#### Supplied text:

● ● ● ●

It will only prevent pushing those artifacts right now. There’s --no-run-cache option that
will skip using run-cache, but it still tries to save the run-cache.
Thank you for your answer as well. This explains lots of the behavior, but I’m still confused. I always thought it worked like this:
dvc run -o file ...: git like versioning of file (I would call this strong versioning). file can be restored from archive/.cache
dvc run -O file ...: I would call this weak versioning. If the pipeline is deterministic, file can get restored by running the pipeline again. Changes are detected by storing hashsums. Typical tradeoff between memory and time.
Did this change in 1.0?
I ran dvc run -n test -O hello.txt --no-run-cache "echo hello > hello.txt". Is it correct that the corresponding stage in the dvc.yaml doesn’t change at all? Will this limit the memory usage now?
Changes are detected by storing hashsums. Typical tradeoff between memory and time.
This did not change in 1.0. Checksum are now stored in dvc.lock. Regretfully, as its mentioned in the issue posted by @skshetry dvc still tries to make use of run cache, feature introduced in 1.0.

● ● ● ●

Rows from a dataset
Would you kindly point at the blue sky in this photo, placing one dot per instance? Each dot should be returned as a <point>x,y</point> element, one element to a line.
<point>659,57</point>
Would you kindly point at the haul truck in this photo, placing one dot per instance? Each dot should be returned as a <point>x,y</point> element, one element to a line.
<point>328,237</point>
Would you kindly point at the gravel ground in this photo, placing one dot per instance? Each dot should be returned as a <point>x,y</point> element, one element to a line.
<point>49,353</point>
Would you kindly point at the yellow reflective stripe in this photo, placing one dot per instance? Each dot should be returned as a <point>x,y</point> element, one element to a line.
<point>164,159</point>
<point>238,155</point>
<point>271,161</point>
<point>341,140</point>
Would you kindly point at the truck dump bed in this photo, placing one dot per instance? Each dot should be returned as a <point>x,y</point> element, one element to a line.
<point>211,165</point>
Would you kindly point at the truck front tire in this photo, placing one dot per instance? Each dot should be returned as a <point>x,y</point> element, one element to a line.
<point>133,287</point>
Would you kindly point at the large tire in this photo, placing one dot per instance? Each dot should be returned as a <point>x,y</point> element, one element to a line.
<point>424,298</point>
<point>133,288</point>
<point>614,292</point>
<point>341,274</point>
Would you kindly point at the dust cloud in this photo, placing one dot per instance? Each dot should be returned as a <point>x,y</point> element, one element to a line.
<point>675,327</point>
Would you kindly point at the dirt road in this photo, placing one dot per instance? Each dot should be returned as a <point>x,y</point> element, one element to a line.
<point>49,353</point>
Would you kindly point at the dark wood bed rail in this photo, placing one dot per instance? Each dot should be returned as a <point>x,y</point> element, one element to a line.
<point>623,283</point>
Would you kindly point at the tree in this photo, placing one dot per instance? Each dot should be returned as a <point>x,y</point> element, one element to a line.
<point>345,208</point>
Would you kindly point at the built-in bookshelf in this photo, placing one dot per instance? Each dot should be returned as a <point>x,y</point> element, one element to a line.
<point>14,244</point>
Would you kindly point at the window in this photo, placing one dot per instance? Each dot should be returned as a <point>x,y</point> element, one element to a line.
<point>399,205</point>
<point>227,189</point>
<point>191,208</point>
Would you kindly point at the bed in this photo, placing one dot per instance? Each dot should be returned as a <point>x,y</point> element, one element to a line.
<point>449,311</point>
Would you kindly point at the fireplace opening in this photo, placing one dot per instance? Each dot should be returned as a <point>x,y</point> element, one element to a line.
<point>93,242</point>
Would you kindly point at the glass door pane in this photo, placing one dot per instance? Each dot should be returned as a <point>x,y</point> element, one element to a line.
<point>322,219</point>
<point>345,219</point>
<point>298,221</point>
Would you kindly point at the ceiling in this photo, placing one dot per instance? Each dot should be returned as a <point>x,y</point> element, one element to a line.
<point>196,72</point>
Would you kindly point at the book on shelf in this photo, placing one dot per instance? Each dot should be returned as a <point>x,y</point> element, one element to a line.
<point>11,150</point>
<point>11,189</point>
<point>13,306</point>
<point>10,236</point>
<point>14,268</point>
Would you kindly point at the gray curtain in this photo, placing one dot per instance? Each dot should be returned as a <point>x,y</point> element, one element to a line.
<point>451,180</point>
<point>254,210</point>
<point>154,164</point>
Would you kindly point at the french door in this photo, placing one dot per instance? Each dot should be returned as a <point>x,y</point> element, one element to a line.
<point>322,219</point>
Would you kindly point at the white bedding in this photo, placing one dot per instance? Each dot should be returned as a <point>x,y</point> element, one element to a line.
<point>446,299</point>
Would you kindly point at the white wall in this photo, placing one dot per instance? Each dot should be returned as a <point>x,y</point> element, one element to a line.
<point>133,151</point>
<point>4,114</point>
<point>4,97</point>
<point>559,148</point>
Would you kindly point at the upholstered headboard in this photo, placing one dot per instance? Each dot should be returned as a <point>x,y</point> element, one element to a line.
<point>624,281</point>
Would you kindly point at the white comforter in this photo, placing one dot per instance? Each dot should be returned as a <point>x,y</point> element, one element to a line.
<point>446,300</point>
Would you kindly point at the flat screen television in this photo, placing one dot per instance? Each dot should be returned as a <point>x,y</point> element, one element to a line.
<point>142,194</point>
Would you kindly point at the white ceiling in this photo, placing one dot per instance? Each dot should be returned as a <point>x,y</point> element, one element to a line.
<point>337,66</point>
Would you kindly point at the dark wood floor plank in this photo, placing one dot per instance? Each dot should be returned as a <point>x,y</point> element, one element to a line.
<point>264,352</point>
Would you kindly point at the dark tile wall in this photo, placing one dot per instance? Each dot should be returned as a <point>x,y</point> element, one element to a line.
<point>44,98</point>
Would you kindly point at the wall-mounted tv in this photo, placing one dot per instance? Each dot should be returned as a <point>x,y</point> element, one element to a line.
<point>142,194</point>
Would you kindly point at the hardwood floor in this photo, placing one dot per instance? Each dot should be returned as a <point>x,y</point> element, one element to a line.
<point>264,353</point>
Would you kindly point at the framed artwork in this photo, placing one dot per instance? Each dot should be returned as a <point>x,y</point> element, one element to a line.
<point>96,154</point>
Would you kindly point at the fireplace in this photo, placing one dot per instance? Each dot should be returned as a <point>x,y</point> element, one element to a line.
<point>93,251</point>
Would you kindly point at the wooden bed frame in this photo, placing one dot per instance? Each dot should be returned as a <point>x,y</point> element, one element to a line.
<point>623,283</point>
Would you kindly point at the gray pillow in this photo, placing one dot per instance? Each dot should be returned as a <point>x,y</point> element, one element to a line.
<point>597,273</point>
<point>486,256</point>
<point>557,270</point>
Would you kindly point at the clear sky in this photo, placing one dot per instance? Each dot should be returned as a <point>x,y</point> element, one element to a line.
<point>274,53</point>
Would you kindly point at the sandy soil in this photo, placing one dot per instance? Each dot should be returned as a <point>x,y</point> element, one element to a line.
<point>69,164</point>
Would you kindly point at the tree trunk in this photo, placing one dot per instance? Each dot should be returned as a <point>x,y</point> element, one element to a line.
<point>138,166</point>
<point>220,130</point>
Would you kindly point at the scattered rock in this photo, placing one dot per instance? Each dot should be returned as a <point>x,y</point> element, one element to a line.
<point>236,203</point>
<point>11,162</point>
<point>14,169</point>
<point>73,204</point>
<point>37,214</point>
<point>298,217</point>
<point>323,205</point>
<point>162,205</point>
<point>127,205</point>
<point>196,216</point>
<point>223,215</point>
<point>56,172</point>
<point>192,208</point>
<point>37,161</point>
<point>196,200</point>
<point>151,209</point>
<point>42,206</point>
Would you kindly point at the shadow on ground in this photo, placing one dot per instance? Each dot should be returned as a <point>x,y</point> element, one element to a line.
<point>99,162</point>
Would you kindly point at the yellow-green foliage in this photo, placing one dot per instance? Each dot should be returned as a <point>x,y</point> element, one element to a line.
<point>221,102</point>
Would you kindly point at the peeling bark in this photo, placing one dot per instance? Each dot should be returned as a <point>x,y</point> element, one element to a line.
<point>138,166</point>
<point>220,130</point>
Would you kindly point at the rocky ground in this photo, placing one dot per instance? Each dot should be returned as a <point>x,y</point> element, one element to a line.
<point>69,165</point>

● ● ● ●

#### Aim of the task:
Copy the part of the DVC forum thread that opens with the words containing "I ran dvc run" and closes with "introduced in 1.0.", renaming "hashsums" to "checksums". Work from the DVC forum thread alone and leave the items aside.

#### Finished answer:
I ran dvc run -n test -O hello.txt --no-run-cache "echo hello > hello.txt". Is it correct that the corresponding stage in the dvc.yaml doesn’t change at all? Will this limit the memory usage now?
Changes are detected by storing checksums. Typical tradeoff between memory and time.
This did not change in 1.0. Checksum are now stored in dvc.lock. Regretfully, as its mentioned in the issue posted by @skshetry dvc still tries to make use of run cache, feature introduced in 1.0.